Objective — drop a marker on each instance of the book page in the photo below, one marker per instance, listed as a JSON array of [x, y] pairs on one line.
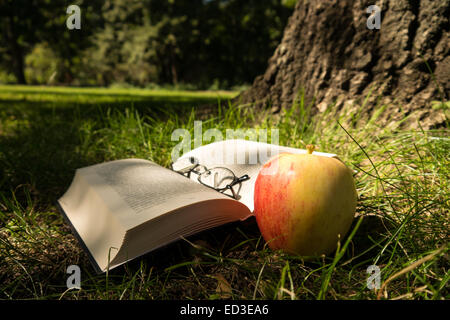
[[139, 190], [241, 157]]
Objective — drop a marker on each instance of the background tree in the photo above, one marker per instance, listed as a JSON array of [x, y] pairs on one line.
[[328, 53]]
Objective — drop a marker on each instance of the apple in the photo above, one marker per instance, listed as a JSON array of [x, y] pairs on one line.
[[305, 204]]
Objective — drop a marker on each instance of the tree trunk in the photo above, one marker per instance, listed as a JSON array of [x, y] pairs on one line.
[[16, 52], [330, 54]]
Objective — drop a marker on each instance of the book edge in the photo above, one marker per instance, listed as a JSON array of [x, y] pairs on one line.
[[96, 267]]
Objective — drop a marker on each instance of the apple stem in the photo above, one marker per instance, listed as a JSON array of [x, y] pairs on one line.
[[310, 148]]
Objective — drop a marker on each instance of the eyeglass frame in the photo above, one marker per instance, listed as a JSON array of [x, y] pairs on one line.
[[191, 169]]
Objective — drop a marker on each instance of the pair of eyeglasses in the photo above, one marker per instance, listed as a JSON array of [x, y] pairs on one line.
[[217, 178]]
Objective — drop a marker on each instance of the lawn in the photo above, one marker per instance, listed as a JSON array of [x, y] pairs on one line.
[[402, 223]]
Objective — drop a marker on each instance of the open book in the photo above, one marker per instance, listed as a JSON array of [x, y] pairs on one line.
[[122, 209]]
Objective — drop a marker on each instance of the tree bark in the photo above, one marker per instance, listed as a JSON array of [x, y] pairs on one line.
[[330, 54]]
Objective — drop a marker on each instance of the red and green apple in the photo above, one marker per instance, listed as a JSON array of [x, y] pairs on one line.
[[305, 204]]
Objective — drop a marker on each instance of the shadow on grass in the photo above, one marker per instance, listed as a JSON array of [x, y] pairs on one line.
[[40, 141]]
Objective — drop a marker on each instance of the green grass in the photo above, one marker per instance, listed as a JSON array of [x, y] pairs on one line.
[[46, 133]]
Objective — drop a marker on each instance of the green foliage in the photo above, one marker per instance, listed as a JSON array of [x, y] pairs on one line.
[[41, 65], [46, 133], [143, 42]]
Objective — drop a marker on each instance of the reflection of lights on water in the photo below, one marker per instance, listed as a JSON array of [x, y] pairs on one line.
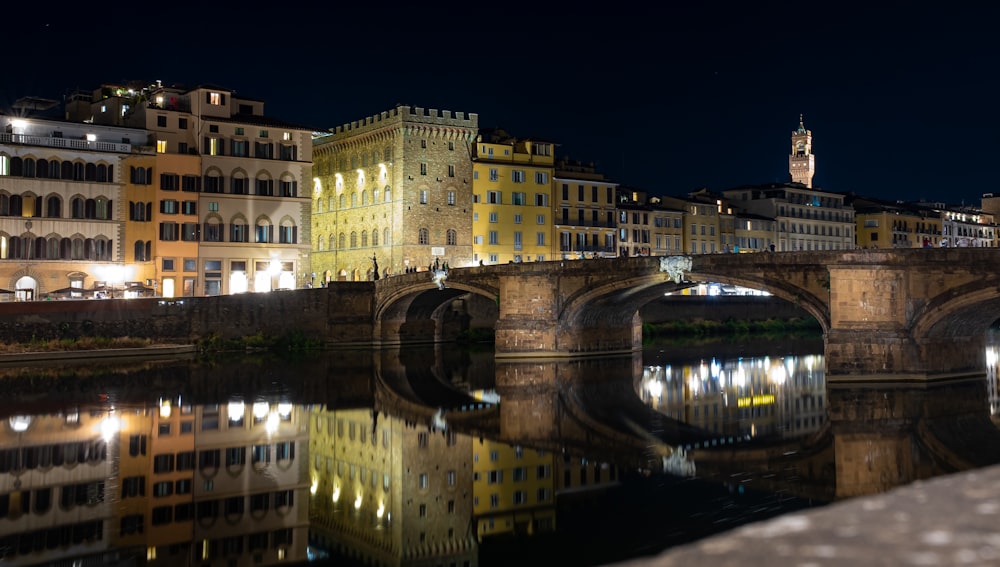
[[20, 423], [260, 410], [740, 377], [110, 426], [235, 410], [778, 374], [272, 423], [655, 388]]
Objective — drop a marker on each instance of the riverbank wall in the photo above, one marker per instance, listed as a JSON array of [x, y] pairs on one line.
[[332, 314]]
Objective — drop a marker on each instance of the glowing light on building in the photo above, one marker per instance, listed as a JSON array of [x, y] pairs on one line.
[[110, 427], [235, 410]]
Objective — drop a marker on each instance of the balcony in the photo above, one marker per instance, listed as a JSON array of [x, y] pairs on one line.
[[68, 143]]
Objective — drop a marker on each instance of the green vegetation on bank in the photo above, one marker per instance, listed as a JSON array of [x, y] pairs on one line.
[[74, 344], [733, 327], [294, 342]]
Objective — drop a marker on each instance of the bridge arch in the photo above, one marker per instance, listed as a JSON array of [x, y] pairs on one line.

....................

§ Exercise directions
Copy all of the entries verbatim, leaving out any pictures they contain.

§ Reply
Objective — drop a marker on each instance of the book page in the photo below, one marker per instance, listed as a JSON array of [x, y] pairs on one line.
[[139, 190], [241, 157]]
Objective — drop a marker on each instance of the background tree in the photo above, one marker per instance, listed as a JSON array of [x, y] pairs on one line.
[[328, 53]]
Objective — drop a marker on each instance of the apple in the photo above, one marker per instance, listed as a JSON array of [x, y] pairs on one line.
[[305, 204]]
Objective — drop a marker on each instance of the tree trunk in the photo above, one marker per instance, listed as a JSON array of [x, y] pairs on one line.
[[16, 52], [330, 54]]
Objective — drop a marker on each instance of the book edge in the photo above, one marker per instance, listed as a JSON array of [x, y] pairs on one line.
[[96, 267]]
Objective — drop a marker on each instance of the apple stem in the photo above, one marker per instance, listed as a JSON array of [x, y] pairs on one line.
[[310, 148]]
Objective — drop a marker on each instance of the eyeglass frame in the photo above, one marker per instance, listed as a JSON array of [x, y] pairs on one line.
[[191, 169]]
Objective — drop a marker on each instance of the pair of eyeglasses in the photo above, one marker per instance, listed as a JSON array of [x, y] pairs on one line.
[[217, 178]]
Objective — drop a marker on each instance of the lawn in the photo above, one marker per instance, listed as a JSON array of [x, y] pairs on one line.
[[402, 223]]
Objective — drop a marker on each instance of the open book in the photo above, one marker per instance, listed as a JSON array of [x, y] pairs on one line.
[[122, 209]]
Objective — drop a marker on each instance of the tree bark in the photo above, one marker per instance, listed as a JSON array of [x, y] pairs on one line.
[[330, 54]]
Objective — drop a marker on each instance of the red and green apple in the photo above, one marker per instance, listed as a JSON array of [x, y] pairs on one line.
[[305, 204]]
Objective — drop a marker on each instance of the shadow on grass in the photo above, one marker per instance, listed as a JSON array of [x, y] pairs on one line.
[[40, 141]]
Objective — drop a marker on each instance of the green grass in the photo above, one marker per instance, listed as a JSON array of [x, y] pairs on one line.
[[46, 133]]
Objective — drop a marker on each instance of the green foliage in the photo above, one marker per instance, listed as a JSON array of [x, y] pairs on one line.
[[41, 65], [46, 133], [143, 42]]
Objective — drop a marker on each instance of the reflection of lights on water in the photo below, one marker per instance, listed as a JSON array of [x, y] pairs on one line.
[[20, 423], [260, 410], [740, 377], [110, 426], [235, 410], [778, 374], [272, 423], [655, 388]]
Objective — drop a marker on each instance of the riverbank wall in the photo above, one marker per instance, listed as a JSON array of [x, y] pairs on one line.
[[332, 314]]
Objective — drop a marker on each instance of the glowing light on building in the photo above, one marker per instance, listed as a JSON array of [x, y] pairs on one line.
[[110, 427], [235, 410]]
Objective — drop a marker on each instance of the balcony in the photo above, one marker per instance, listed as a JSON array of [x, y] pairs on one line.
[[68, 143]]
Objective — drop a marker on each instance of the green vegetation on bank in the photo above, one marker per instance, listed as a JSON array of [x, y] pairs on one line.
[[74, 344], [733, 327], [294, 342]]
Objective — drop a marker on each instance of the bridge arch in the photo above, one marker per instance, listed as a JSON array of [x, y] pairs on one line.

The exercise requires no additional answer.